Prompt:
Please copy out the following lines exactly, every one of them, with nothing changed.

Data in this exercise:

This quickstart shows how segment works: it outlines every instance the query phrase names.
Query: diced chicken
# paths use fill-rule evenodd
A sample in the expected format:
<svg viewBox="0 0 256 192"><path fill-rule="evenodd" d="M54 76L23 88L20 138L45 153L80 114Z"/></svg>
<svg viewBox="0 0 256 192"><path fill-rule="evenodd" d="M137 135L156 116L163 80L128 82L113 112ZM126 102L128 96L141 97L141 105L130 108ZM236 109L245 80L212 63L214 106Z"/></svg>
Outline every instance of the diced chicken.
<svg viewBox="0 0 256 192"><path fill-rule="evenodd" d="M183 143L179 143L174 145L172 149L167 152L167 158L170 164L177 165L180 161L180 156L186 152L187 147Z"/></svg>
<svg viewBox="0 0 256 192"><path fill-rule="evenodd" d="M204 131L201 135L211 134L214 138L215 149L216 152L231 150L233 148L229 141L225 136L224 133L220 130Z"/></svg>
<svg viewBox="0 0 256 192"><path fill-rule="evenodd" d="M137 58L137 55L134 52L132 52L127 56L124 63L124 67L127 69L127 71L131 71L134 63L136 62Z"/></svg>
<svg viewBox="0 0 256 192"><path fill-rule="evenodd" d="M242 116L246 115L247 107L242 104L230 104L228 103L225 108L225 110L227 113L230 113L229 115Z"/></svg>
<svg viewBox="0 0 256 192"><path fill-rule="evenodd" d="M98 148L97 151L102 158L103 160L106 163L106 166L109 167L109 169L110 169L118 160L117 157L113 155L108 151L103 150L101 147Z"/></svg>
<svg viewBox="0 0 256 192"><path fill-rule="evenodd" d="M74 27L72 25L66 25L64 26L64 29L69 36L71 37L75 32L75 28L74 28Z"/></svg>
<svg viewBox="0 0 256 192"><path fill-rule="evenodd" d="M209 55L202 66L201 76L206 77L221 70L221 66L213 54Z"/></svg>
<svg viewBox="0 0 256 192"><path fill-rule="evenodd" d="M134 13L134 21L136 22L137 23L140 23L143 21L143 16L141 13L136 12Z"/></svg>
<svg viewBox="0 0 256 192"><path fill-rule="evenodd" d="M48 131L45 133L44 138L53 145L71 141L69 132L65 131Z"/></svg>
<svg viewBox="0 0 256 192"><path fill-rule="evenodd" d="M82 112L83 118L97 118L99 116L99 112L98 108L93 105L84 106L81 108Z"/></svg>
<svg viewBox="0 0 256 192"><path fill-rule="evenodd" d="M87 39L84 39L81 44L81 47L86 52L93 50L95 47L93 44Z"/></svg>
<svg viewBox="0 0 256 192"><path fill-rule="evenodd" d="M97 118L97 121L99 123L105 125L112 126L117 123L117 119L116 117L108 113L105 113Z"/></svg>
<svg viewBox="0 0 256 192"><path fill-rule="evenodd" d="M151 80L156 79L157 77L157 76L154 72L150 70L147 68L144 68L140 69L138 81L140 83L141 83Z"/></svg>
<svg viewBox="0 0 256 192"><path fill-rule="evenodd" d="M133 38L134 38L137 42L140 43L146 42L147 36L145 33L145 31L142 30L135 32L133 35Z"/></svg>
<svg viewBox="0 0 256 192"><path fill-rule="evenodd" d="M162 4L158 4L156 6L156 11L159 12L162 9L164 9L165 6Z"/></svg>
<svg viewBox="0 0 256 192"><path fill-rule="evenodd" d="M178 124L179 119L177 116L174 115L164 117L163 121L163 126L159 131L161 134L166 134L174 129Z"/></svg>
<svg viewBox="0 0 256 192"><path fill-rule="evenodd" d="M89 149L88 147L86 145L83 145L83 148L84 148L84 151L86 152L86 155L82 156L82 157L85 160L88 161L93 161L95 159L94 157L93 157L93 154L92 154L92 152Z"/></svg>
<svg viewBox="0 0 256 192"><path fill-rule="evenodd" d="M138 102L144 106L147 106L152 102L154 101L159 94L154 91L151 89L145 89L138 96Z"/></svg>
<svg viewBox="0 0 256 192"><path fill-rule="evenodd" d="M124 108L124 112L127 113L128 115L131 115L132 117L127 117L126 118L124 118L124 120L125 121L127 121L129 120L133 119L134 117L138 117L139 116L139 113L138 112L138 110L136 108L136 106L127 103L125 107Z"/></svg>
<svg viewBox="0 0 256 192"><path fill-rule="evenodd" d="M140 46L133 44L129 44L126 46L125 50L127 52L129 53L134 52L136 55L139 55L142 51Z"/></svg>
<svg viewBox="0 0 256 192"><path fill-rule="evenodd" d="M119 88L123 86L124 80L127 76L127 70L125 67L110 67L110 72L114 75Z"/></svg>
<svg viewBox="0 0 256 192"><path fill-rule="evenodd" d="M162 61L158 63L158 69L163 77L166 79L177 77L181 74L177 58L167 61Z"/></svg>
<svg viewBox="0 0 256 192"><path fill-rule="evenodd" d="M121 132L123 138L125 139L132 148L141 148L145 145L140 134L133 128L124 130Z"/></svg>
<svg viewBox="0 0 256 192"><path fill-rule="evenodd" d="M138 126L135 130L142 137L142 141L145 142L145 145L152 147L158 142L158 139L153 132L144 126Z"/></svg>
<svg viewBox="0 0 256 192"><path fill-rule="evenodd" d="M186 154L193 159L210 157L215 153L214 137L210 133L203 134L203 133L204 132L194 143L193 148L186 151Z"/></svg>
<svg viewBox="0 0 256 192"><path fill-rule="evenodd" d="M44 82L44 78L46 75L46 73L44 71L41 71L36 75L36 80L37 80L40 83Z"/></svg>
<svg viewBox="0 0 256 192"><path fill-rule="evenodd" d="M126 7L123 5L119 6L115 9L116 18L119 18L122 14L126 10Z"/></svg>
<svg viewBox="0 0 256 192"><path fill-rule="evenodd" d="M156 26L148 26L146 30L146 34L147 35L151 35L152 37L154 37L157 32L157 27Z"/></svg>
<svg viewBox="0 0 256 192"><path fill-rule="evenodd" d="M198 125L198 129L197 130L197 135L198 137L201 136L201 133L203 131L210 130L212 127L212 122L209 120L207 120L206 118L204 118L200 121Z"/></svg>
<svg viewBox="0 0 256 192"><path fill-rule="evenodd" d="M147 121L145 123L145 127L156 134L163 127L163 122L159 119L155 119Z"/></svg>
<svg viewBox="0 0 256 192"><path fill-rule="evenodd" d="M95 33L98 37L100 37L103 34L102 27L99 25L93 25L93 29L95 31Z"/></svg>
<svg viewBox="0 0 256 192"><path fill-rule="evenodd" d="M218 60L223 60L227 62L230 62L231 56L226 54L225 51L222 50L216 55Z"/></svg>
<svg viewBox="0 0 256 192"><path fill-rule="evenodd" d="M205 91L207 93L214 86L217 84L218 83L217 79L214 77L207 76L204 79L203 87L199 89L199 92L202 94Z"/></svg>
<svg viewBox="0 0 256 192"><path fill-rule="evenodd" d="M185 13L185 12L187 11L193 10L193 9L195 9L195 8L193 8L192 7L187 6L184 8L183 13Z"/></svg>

Solution to this task:
This quickstart shows how segment works: it outlines every instance the query phrase names.
Query: diced chicken
# paths use fill-rule evenodd
A sample in the expected format:
<svg viewBox="0 0 256 192"><path fill-rule="evenodd" d="M54 76L23 88L20 138L45 153L80 114Z"/></svg>
<svg viewBox="0 0 256 192"><path fill-rule="evenodd" d="M137 135L156 116L163 80L128 82L113 112ZM126 102L128 96L141 97L141 105L130 108ZM236 109L245 80L212 63L214 106Z"/></svg>
Outline every instance of the diced chicken.
<svg viewBox="0 0 256 192"><path fill-rule="evenodd" d="M183 143L179 143L174 145L172 149L167 152L167 158L170 164L177 165L180 161L180 156L186 152L187 147Z"/></svg>
<svg viewBox="0 0 256 192"><path fill-rule="evenodd" d="M204 131L201 135L211 134L214 138L215 149L216 152L231 150L233 148L229 141L225 136L224 133L220 130Z"/></svg>
<svg viewBox="0 0 256 192"><path fill-rule="evenodd" d="M137 58L137 55L134 52L132 52L127 56L124 63L124 67L127 69L127 71L131 71L134 63L136 62Z"/></svg>
<svg viewBox="0 0 256 192"><path fill-rule="evenodd" d="M242 116L246 115L247 107L242 104L230 104L228 103L225 108L225 110L227 113L230 113L229 115Z"/></svg>
<svg viewBox="0 0 256 192"><path fill-rule="evenodd" d="M98 148L97 151L102 158L103 160L106 163L106 166L109 167L109 169L110 169L118 160L117 157L113 155L108 151L103 150L101 147Z"/></svg>
<svg viewBox="0 0 256 192"><path fill-rule="evenodd" d="M74 27L72 25L66 25L64 26L64 29L69 36L71 37L75 32L75 28L74 28Z"/></svg>
<svg viewBox="0 0 256 192"><path fill-rule="evenodd" d="M209 55L202 66L201 76L206 77L221 70L221 66L213 54Z"/></svg>
<svg viewBox="0 0 256 192"><path fill-rule="evenodd" d="M134 13L134 21L136 22L137 23L140 23L143 21L143 16L141 13L136 12Z"/></svg>
<svg viewBox="0 0 256 192"><path fill-rule="evenodd" d="M48 131L45 133L44 138L53 145L71 141L69 132L65 131Z"/></svg>
<svg viewBox="0 0 256 192"><path fill-rule="evenodd" d="M82 112L83 118L97 118L99 116L99 112L98 108L93 105L84 106L81 108Z"/></svg>
<svg viewBox="0 0 256 192"><path fill-rule="evenodd" d="M87 39L84 39L81 44L81 47L86 52L93 50L95 47L93 44Z"/></svg>
<svg viewBox="0 0 256 192"><path fill-rule="evenodd" d="M97 118L97 121L99 123L105 125L112 126L117 123L117 119L116 117L108 113L105 113Z"/></svg>
<svg viewBox="0 0 256 192"><path fill-rule="evenodd" d="M151 80L156 79L157 77L157 76L154 72L150 70L147 68L144 68L140 69L138 81L140 83L141 83Z"/></svg>
<svg viewBox="0 0 256 192"><path fill-rule="evenodd" d="M133 38L134 38L137 42L140 43L146 42L147 36L145 33L145 31L142 30L135 32L133 35Z"/></svg>
<svg viewBox="0 0 256 192"><path fill-rule="evenodd" d="M162 4L158 4L156 6L156 11L159 12L162 9L164 9L165 6Z"/></svg>
<svg viewBox="0 0 256 192"><path fill-rule="evenodd" d="M178 124L179 119L177 116L174 115L164 117L163 121L163 126L159 131L161 134L166 134L174 129Z"/></svg>
<svg viewBox="0 0 256 192"><path fill-rule="evenodd" d="M89 149L88 147L86 145L83 145L83 148L84 148L84 151L86 152L86 155L82 156L82 157L85 160L88 161L93 161L95 159L94 157L93 157L93 154L92 154L92 152Z"/></svg>
<svg viewBox="0 0 256 192"><path fill-rule="evenodd" d="M138 102L144 106L147 106L152 102L154 101L159 94L154 91L151 89L145 89L138 96Z"/></svg>
<svg viewBox="0 0 256 192"><path fill-rule="evenodd" d="M124 108L124 112L127 113L128 115L131 115L132 117L127 117L126 118L124 118L124 120L125 121L127 121L129 120L133 119L134 117L138 117L139 116L139 113L138 112L138 110L136 108L136 106L127 103L125 107Z"/></svg>
<svg viewBox="0 0 256 192"><path fill-rule="evenodd" d="M140 46L133 44L129 44L126 46L125 50L127 52L129 53L134 52L136 55L139 55L142 51Z"/></svg>
<svg viewBox="0 0 256 192"><path fill-rule="evenodd" d="M119 88L123 86L124 80L127 76L127 70L125 67L110 67L110 72L114 75Z"/></svg>
<svg viewBox="0 0 256 192"><path fill-rule="evenodd" d="M162 61L158 63L158 69L163 77L166 79L177 77L181 74L177 58L167 61Z"/></svg>
<svg viewBox="0 0 256 192"><path fill-rule="evenodd" d="M121 132L123 138L125 139L132 148L141 148L145 145L140 134L133 128L124 130Z"/></svg>
<svg viewBox="0 0 256 192"><path fill-rule="evenodd" d="M138 126L135 130L142 137L142 141L145 142L145 145L152 147L158 142L158 139L153 132L144 126Z"/></svg>
<svg viewBox="0 0 256 192"><path fill-rule="evenodd" d="M186 154L193 159L210 157L215 153L214 137L210 133L203 134L203 133L204 132L194 143L193 148L186 151Z"/></svg>
<svg viewBox="0 0 256 192"><path fill-rule="evenodd" d="M44 82L44 78L46 75L46 73L44 71L41 71L36 75L36 80L37 80L40 83Z"/></svg>
<svg viewBox="0 0 256 192"><path fill-rule="evenodd" d="M126 7L123 5L119 6L115 9L116 18L119 18L122 14L126 10Z"/></svg>
<svg viewBox="0 0 256 192"><path fill-rule="evenodd" d="M156 26L148 26L146 30L146 34L147 35L151 35L152 37L154 37L157 32L157 27Z"/></svg>
<svg viewBox="0 0 256 192"><path fill-rule="evenodd" d="M198 125L198 129L197 130L197 135L198 137L201 136L201 133L203 131L210 130L212 127L212 122L209 120L207 120L206 118L204 118L200 121Z"/></svg>
<svg viewBox="0 0 256 192"><path fill-rule="evenodd" d="M147 121L145 123L145 127L156 134L163 127L163 122L159 119L155 119Z"/></svg>
<svg viewBox="0 0 256 192"><path fill-rule="evenodd" d="M95 33L98 37L100 37L103 34L102 27L99 25L93 25L93 29L95 31Z"/></svg>
<svg viewBox="0 0 256 192"><path fill-rule="evenodd" d="M218 60L223 60L227 62L230 62L231 56L226 54L225 51L222 50L216 55Z"/></svg>
<svg viewBox="0 0 256 192"><path fill-rule="evenodd" d="M205 91L207 93L214 86L217 84L218 83L217 79L214 77L207 76L204 79L203 87L199 89L199 92L202 94Z"/></svg>
<svg viewBox="0 0 256 192"><path fill-rule="evenodd" d="M185 13L185 12L187 11L193 10L193 9L195 9L195 8L193 8L192 7L187 6L184 8L183 13Z"/></svg>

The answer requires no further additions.